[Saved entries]
════════════════
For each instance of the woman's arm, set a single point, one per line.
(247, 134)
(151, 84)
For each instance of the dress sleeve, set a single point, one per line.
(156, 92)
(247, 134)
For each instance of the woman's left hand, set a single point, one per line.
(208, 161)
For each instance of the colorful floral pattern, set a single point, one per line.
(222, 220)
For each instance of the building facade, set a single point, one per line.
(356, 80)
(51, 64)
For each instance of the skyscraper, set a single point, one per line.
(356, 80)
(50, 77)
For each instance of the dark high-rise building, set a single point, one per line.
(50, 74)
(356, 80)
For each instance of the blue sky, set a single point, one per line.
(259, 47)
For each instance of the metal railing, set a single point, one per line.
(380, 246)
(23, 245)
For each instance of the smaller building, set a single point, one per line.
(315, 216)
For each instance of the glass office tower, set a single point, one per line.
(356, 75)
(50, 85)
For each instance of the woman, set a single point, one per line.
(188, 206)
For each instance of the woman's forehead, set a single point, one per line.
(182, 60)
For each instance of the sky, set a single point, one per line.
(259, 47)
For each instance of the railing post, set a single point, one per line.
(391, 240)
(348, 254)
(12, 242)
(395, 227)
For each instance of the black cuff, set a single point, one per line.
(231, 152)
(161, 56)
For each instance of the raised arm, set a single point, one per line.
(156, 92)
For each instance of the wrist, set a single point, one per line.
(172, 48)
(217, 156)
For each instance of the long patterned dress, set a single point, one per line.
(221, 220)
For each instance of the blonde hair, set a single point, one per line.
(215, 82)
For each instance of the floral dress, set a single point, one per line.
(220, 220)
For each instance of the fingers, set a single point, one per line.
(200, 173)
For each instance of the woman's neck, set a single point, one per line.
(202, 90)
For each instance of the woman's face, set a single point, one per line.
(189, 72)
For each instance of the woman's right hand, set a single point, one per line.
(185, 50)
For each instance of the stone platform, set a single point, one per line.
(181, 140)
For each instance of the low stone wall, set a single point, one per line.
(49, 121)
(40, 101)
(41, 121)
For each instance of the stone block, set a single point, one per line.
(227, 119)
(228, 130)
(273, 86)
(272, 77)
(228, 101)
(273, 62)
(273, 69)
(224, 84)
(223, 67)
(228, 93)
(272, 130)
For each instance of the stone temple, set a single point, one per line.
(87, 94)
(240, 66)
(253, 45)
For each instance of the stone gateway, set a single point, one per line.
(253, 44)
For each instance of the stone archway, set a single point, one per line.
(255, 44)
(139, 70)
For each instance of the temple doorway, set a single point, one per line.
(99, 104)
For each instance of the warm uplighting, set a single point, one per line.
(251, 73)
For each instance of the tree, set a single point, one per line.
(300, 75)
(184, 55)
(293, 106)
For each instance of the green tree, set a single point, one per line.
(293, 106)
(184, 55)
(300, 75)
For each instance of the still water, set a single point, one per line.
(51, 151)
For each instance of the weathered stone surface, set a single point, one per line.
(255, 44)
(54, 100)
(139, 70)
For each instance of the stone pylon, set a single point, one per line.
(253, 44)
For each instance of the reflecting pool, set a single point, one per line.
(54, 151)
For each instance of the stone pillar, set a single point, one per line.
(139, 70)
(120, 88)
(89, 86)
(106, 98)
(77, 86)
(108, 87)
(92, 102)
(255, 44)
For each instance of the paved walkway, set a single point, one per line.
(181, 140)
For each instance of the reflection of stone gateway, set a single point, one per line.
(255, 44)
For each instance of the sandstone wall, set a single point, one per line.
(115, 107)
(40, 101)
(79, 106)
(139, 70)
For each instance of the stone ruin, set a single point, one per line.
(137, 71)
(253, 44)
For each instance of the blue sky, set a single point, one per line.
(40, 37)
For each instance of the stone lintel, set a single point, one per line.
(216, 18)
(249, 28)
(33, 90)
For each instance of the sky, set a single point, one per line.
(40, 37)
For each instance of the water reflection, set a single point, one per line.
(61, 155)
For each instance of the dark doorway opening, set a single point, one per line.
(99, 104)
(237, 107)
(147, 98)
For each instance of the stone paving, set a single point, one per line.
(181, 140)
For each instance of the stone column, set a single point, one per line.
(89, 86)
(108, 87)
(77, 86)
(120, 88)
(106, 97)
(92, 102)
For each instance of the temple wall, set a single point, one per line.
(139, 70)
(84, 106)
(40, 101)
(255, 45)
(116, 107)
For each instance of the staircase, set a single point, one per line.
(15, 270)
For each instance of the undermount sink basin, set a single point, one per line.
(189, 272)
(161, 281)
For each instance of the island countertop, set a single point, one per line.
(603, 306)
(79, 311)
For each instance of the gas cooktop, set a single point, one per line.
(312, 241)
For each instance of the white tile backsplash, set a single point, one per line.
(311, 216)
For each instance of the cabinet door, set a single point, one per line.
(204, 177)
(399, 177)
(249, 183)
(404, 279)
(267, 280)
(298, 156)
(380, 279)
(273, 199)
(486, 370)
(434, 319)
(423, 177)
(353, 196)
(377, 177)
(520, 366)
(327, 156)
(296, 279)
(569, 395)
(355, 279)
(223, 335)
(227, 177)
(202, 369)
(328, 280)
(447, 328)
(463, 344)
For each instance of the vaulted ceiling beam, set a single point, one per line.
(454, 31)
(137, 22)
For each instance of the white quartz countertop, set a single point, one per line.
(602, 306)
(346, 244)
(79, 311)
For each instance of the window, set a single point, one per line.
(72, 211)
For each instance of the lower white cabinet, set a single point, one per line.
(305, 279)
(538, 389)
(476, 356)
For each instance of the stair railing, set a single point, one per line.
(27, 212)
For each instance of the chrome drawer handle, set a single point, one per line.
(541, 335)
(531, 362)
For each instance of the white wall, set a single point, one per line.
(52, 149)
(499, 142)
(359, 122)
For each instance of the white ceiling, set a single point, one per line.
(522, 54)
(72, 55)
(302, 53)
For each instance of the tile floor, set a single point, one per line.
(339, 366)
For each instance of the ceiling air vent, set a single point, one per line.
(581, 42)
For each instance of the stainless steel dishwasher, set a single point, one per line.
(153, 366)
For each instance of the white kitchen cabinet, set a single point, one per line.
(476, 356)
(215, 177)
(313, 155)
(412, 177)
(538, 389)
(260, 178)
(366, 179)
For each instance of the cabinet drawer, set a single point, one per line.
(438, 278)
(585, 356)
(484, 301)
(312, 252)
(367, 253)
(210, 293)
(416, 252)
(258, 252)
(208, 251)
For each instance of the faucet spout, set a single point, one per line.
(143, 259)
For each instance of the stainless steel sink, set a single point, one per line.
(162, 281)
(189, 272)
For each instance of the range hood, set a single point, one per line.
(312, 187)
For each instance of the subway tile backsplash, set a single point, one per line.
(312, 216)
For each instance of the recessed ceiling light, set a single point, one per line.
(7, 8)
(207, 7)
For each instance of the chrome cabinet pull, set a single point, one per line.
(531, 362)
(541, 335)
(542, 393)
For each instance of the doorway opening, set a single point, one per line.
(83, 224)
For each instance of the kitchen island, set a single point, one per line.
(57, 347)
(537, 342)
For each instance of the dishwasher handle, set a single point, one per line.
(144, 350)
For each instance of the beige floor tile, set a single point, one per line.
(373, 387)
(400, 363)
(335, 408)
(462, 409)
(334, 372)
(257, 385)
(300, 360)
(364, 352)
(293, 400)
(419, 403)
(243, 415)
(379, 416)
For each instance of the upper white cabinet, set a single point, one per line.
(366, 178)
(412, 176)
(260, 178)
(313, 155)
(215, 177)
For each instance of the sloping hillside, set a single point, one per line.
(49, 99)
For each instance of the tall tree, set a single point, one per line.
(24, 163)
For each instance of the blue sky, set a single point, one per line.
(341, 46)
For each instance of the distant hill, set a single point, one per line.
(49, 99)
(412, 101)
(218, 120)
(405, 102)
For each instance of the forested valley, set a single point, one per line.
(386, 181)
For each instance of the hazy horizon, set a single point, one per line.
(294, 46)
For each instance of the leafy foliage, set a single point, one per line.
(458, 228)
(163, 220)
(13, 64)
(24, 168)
════════════════
*Activity:*
For this exercise, reproduce exactly each line from the one containing "For each instance of the upper" through the last line of the data, and no others.

*Response box:*
For each instance of the upper white cabinet, set a single point, one per line.
(366, 178)
(412, 176)
(260, 178)
(313, 155)
(215, 177)
For each instance of the sloping hillside, set a single point, one per line.
(49, 99)
For each instance of the tall tree, set a single point, one per line.
(24, 163)
For each instance of the blue sky, set a single point, one per line.
(341, 46)
For each instance of the distant hill, set a single point, one per line.
(49, 99)
(412, 101)
(218, 120)
(405, 102)
For each instance of the forested valley, set a single point, one per line.
(386, 181)
For each instance of the hazy horizon, set a single point, one per line.
(294, 46)
For each instance of the leafy foliage, set a single point, one per line.
(458, 228)
(163, 220)
(13, 64)
(24, 168)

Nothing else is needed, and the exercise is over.